> Challenge a
Write out the entries below, starting at their first line and stopping after the line that contains "366, 0, 401, 88", word for word. Omit the pictures.

> Passage provided
DSD-Specific Considerations

Delivery Time Windows

Early Morning Delivery:

def generate_early_delivery_windows():
    """Typical early morning DSD windows"""

    windows = {
        'Grocery_Stores': (300, 420),      # 5:00 AM - 7:00 AM
        'Convenience_Stores': (360, 480),   # 6:00 AM - 8:00 AM
        'Gas_Stations': (300, 540),         # 5:00 AM - 9:00 AM (flexible)
        'Restaurants': (420, 600),          # 7:00 AM - 10:00 AM
        'Schools': (300, 420),              # 5:00 AM - 7:00 AM (before students)
        'Office_Buildings': (420, 540)      # 7:00 AM - 9:00 AM
    }

    return windows

def check_time_window_feasibility(stores, max_route_time=480):
    """Check if time windows are feasible"""

    # Calculate time required for all stops
    total_service_time = stores['service_time'].sum()
    total_merchandising = stores['merchandising_time'].sum()

    # Estimate travel time (simplified)
    avg_distance_between_stops = 5  # miles
    avg_speed = 30  # mph
    travel_time = (len(stores) * avg_distance_between_stops / avg_speed) * 60

    total_time = total_service_time + total_merchandising + travel_time

    return total_time <= max_route_time

Merchandising Requirements

Service Time Calculation:

def calculate_merchandising_time(store_type, delivery_volume, service_level):
    """
    Calculate total service time at store

    Parameters:
    - store_type: 'grocery', 'convenience', 'gas_station', etc.
    - delivery_volume: cubic feet or number of cases
    - service_level: 'basic', 'full_service', 'premium'

    Returns:
    - total_time: minutes
    """

> Challenge b
Reproduce the part of the DSD delivery passage above that begins at the words "Delivery Time Windows" and ends after the words "9:00 AM (flexible)", copying it character for character.

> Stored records
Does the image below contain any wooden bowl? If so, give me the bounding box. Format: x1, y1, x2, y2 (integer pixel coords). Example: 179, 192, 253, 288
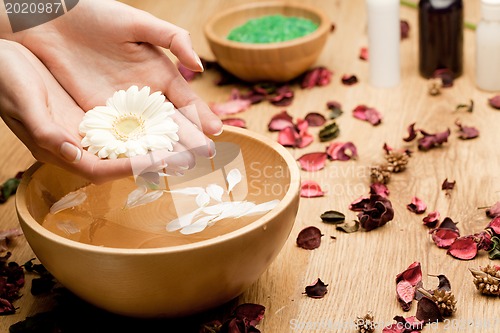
205, 2, 331, 82
16, 127, 300, 317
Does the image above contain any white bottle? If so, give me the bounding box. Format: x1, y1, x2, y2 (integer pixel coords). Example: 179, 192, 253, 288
476, 0, 500, 91
366, 0, 401, 88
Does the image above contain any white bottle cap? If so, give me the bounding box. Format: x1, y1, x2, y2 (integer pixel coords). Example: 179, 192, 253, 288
481, 0, 500, 21
429, 0, 455, 9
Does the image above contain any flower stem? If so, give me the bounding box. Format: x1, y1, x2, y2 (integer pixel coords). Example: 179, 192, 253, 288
400, 0, 476, 31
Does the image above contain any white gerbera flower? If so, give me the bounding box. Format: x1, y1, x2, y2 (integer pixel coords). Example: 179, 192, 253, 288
80, 86, 179, 159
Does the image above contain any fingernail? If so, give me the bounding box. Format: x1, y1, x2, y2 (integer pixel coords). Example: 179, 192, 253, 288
193, 50, 205, 72
59, 142, 82, 163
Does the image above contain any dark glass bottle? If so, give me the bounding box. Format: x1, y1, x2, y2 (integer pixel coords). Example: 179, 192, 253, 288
418, 0, 464, 78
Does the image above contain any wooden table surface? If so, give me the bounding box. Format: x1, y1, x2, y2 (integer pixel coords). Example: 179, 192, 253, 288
0, 0, 500, 333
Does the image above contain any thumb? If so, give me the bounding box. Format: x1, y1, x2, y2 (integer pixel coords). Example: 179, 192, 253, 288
133, 13, 203, 72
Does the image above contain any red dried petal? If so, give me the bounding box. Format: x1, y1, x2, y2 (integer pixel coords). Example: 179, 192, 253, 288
267, 110, 294, 131
352, 105, 382, 126
455, 120, 479, 140
341, 74, 358, 86
431, 228, 460, 249
399, 20, 410, 39
488, 95, 500, 110
370, 183, 389, 198
297, 153, 327, 171
304, 278, 328, 298
441, 178, 456, 190
211, 99, 251, 116
300, 180, 325, 198
222, 118, 247, 128
487, 215, 500, 235
448, 236, 478, 260
297, 226, 323, 250
305, 112, 326, 127
359, 47, 368, 61
422, 210, 441, 228
486, 201, 500, 218
326, 142, 358, 161
406, 197, 427, 214
403, 123, 418, 142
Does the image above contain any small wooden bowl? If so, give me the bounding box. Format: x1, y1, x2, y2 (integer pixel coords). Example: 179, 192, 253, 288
205, 2, 331, 82
16, 127, 300, 317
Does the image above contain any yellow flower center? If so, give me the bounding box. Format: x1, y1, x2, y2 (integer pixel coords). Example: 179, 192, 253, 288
113, 114, 144, 141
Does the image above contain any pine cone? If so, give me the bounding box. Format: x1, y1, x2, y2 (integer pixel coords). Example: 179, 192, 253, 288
370, 164, 392, 184
385, 150, 410, 173
432, 290, 457, 317
469, 265, 500, 296
354, 312, 376, 333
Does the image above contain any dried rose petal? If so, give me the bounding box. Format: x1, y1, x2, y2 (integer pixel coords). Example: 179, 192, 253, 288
403, 123, 418, 142
222, 118, 247, 128
370, 183, 389, 198
297, 153, 327, 171
455, 120, 479, 140
432, 68, 455, 88
399, 20, 410, 39
304, 278, 328, 298
406, 197, 427, 214
441, 178, 457, 190
486, 201, 500, 218
415, 297, 443, 323
418, 129, 450, 151
301, 66, 333, 89
341, 74, 358, 86
359, 47, 369, 61
267, 110, 294, 131
305, 112, 326, 127
422, 210, 441, 228
486, 215, 500, 235
488, 95, 500, 110
447, 236, 478, 260
300, 180, 325, 198
269, 85, 294, 106
352, 105, 382, 126
297, 226, 323, 250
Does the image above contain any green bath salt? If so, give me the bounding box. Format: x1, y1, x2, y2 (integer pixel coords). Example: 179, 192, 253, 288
227, 15, 318, 44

> Correct output a
Does the image below contain any wooden bowl? If so, give me the bounding box. Format: x1, y1, x2, y2 (integer pixel coords). Example: 179, 192, 253, 288
205, 2, 331, 82
16, 127, 300, 317
Does the image above contain any white bottle? If so, give me the bounding box. Format: x1, y1, x2, y2 (integer pixel coords). Example: 179, 192, 253, 288
476, 0, 500, 91
366, 0, 401, 88

> Correct output b
Delivery Time Windows

Early Morning Delivery:

def generate_early_delivery_windows():
    """Typical early morning DSD windows"""

    windows = {
        'Grocery_Stores': (300, 420),      # 5:00 AM - 7:00 AM
        'Convenience_Stores': (360, 480),   # 6:00 AM - 8:00 AM
        'Gas_Stations': (300, 540),         # 5:00 AM - 9:00 AM (flexible)